WHAT YOU WILL DO.
Write out, unchanged, the stretch of the code review thread that begins at the words "Do we need that" and stops after "a success indicator.".

--- start SELECTED EXTRACT ---

I could leave it as pullError, but wanted to avoid the confusion that pullError is only set here, when code above returning an error will get set as a pullError in the defer block.

@@ -18,6 +18,8 @@ const (
EventTypeUnknown EventType = iota
// EventTypeImagePull represents an image pull.
EventTypeImagePull
// EventTypeImagePullError represents an image pull failed.
EventTypeImagePullError
Copy link
Member

Choose a reason for hiding this comment

The reason will be displayed to describe this comment to others. Learn more.

Do we need that here as well OR should we let Podman deal with it? I feel like Podman should handle it.

Copy link
Member Author

Choose a reason for hiding this comment

The reason will be displayed to describe this comment to others. Learn more.

I am fine with going that way, but thought this might not be a breaking change, since we are adding a new event and not forcing apps that are looking for pullevent as a success indicator.

--- end SELECTED EXTRACT ---
--- start DATASET CONTENT ---

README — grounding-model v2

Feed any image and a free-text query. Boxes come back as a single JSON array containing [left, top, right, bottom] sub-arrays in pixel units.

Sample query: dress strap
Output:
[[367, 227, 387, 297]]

--- end DATASET CONTENT ---

TASK SOLUTION.
Do we need that here as well OR should we let Podman deal with it? I feel like Podman should handle it.

Copy link
Member Author

Choose a reason for hiding this comment

The reason will be displayed to describe this comment to others. Learn more.

I am fine with going that way, but thought this might not be a breaking change, since we are adding a new event and not forcing apps that are looking for pullevent as a success indicator.